Thanks for the fix Ihor!

Sorry to bikeshed this but how about using funcs->elf as a proxy for
determining if we have elf function info to add to the list, so we could
then fix elf_functions__delete() to guard the list_del():

	if (funcs->elf)
		list_del(&funcs->node);


we'd just then need to tweak

-	funcs->elf = elf;
        err = elf_functions__collect(funcs);
	if (err < 0)
                goto out_delete;
+	funcs->elf = elf;

Would that work?

****************

- Aim
Copy the whole code review reply about guarding the list_del() call, word for word.

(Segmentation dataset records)
****************

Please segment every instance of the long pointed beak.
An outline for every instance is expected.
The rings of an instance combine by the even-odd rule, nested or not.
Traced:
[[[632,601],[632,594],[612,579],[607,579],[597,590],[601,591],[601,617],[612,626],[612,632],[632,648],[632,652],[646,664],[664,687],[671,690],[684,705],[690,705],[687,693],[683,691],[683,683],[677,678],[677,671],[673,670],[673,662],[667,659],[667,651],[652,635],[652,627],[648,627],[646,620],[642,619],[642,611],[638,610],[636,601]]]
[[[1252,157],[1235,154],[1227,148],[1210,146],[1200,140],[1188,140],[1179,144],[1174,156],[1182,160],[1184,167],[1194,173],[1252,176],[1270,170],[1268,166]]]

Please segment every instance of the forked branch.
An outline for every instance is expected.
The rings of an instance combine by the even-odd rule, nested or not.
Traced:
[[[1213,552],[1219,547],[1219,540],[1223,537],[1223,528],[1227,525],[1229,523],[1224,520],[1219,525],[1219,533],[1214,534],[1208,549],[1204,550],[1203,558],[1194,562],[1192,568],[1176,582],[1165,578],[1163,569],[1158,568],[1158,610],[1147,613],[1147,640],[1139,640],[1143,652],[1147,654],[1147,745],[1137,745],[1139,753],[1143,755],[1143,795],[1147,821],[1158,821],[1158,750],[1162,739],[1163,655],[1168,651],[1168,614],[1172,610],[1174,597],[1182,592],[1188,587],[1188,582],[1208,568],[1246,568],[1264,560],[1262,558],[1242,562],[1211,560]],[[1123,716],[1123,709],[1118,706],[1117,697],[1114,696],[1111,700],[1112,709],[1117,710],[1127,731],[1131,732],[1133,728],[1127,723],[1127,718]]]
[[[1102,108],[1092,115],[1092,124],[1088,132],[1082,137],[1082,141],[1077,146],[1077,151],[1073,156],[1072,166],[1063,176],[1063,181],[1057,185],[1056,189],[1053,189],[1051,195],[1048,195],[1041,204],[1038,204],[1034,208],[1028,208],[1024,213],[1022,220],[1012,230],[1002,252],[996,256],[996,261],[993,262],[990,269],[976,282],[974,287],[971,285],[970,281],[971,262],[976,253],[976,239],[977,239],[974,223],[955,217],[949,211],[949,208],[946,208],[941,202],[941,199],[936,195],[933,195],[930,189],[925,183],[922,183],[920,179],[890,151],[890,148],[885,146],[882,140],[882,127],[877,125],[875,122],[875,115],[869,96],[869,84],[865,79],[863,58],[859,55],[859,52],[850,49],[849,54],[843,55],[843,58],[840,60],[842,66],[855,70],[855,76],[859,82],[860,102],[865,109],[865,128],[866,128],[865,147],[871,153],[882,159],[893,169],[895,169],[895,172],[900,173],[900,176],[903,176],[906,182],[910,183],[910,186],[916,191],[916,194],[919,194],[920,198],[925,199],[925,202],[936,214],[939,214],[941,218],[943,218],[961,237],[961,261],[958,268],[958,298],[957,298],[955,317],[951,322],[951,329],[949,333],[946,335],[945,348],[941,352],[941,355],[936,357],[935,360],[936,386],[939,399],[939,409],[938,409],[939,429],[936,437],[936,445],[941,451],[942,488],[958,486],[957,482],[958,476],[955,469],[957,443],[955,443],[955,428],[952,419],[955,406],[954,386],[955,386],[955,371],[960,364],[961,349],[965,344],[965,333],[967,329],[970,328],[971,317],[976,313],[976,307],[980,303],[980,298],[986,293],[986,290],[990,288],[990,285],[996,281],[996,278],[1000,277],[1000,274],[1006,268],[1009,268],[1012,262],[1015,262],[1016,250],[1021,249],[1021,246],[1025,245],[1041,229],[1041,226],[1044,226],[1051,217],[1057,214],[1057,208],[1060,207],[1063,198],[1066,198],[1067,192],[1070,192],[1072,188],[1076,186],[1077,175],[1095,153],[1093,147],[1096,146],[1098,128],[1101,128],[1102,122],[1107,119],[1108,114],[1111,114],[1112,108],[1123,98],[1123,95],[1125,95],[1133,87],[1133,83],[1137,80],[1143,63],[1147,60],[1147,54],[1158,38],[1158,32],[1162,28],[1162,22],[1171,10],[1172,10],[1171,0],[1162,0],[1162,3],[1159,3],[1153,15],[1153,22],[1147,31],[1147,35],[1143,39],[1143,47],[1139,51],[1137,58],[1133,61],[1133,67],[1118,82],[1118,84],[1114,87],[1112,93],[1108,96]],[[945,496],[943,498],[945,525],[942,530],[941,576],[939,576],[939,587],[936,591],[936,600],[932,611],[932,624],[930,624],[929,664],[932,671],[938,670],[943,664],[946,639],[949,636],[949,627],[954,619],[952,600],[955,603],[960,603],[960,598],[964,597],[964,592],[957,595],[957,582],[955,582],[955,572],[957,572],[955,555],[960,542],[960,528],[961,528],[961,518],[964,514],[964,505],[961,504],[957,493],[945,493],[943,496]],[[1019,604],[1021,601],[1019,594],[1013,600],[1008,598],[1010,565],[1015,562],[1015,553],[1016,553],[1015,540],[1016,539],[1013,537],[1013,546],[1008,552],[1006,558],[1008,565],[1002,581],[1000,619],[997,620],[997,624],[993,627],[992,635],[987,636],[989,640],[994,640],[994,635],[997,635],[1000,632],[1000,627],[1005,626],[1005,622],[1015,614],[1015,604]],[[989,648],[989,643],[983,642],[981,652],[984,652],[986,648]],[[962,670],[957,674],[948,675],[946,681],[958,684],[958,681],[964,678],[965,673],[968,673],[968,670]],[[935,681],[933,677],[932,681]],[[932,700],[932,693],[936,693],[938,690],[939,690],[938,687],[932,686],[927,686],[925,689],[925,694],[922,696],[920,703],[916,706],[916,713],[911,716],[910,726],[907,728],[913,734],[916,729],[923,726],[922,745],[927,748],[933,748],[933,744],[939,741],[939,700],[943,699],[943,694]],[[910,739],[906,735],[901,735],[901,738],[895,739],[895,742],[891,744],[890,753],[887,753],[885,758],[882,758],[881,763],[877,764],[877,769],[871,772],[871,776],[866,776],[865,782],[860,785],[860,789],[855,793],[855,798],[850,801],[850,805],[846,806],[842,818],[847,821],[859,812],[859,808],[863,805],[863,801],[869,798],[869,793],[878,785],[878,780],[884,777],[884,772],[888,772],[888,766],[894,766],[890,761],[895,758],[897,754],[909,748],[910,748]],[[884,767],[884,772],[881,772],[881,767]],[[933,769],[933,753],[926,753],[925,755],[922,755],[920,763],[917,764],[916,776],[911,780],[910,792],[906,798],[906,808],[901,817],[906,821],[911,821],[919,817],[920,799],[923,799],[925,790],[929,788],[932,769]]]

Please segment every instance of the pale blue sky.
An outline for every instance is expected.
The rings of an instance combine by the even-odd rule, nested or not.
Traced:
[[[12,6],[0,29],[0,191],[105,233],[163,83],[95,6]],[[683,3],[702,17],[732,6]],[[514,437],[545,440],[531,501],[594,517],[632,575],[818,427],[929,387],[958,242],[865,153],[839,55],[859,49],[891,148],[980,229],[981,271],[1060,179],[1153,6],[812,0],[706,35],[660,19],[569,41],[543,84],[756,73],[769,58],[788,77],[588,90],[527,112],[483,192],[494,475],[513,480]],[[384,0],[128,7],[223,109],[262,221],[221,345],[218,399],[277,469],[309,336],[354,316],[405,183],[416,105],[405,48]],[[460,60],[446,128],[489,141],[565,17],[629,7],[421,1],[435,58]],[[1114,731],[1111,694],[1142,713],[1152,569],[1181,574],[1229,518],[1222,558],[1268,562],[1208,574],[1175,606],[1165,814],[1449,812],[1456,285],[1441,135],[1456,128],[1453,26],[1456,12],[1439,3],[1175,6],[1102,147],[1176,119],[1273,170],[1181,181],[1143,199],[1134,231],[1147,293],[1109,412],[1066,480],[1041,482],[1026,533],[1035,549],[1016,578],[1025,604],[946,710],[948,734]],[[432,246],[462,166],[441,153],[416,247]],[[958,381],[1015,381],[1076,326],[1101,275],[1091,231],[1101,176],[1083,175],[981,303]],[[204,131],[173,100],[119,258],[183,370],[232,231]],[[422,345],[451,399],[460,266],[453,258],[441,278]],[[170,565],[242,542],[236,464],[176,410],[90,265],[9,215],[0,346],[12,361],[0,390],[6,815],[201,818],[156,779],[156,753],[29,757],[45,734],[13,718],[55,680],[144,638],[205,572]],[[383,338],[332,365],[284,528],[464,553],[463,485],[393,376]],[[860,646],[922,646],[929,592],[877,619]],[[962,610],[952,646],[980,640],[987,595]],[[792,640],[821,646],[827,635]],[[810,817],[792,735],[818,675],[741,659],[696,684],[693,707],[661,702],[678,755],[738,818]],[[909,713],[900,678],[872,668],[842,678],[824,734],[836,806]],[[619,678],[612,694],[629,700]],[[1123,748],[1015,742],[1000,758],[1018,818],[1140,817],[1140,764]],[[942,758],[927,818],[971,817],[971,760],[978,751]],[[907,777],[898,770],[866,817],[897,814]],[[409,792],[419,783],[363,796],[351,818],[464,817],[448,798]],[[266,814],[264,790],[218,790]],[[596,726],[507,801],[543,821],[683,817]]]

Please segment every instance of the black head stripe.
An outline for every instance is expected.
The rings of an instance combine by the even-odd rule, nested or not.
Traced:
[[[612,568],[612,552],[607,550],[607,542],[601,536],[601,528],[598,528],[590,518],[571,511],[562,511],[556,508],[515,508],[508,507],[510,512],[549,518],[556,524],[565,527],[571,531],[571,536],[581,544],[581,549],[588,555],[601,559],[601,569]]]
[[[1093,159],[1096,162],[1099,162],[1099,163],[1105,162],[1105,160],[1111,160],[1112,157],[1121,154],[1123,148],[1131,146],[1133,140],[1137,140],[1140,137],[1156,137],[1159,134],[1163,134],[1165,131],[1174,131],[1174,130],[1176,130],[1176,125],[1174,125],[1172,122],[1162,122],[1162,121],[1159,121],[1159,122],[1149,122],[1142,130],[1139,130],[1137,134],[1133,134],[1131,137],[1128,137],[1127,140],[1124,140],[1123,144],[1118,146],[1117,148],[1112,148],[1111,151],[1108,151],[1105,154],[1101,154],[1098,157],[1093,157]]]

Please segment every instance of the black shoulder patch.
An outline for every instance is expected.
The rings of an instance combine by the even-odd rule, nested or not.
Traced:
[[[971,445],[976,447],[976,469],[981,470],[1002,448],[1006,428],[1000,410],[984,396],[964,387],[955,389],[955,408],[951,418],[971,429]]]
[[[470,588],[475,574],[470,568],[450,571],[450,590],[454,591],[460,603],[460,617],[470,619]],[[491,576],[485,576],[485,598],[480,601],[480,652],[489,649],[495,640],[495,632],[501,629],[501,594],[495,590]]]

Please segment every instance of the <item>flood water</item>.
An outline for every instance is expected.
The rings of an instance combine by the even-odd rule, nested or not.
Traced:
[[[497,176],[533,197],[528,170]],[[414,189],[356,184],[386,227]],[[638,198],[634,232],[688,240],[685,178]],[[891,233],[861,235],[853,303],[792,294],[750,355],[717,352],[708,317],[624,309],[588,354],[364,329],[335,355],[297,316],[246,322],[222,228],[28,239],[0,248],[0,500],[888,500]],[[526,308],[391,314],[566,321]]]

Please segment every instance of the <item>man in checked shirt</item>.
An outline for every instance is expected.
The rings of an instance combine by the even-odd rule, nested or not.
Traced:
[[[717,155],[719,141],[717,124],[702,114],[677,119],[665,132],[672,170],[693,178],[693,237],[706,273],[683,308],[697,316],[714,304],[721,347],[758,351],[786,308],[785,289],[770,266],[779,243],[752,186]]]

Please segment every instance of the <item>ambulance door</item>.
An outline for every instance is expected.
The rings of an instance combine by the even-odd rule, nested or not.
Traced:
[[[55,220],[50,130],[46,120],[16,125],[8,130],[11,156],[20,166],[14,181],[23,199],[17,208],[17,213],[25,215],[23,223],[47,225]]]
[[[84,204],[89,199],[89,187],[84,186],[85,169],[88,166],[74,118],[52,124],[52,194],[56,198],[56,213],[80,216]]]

****************

- Result for this task
Thanks for the fix Ihor!

Sorry to bikeshed this but how about using funcs->elf as a proxy for
determining if we have elf function info to add to the list, so we could
then fix elf_functions__delete() to guard the list_del():

	if (funcs->elf)
		list_del(&funcs->node);


we'd just then need to tweak

-	funcs->elf = elf;
        err = elf_functions__collect(funcs);
	if (err < 0)
                goto out_delete;
+	funcs->elf = elf;

Would that work?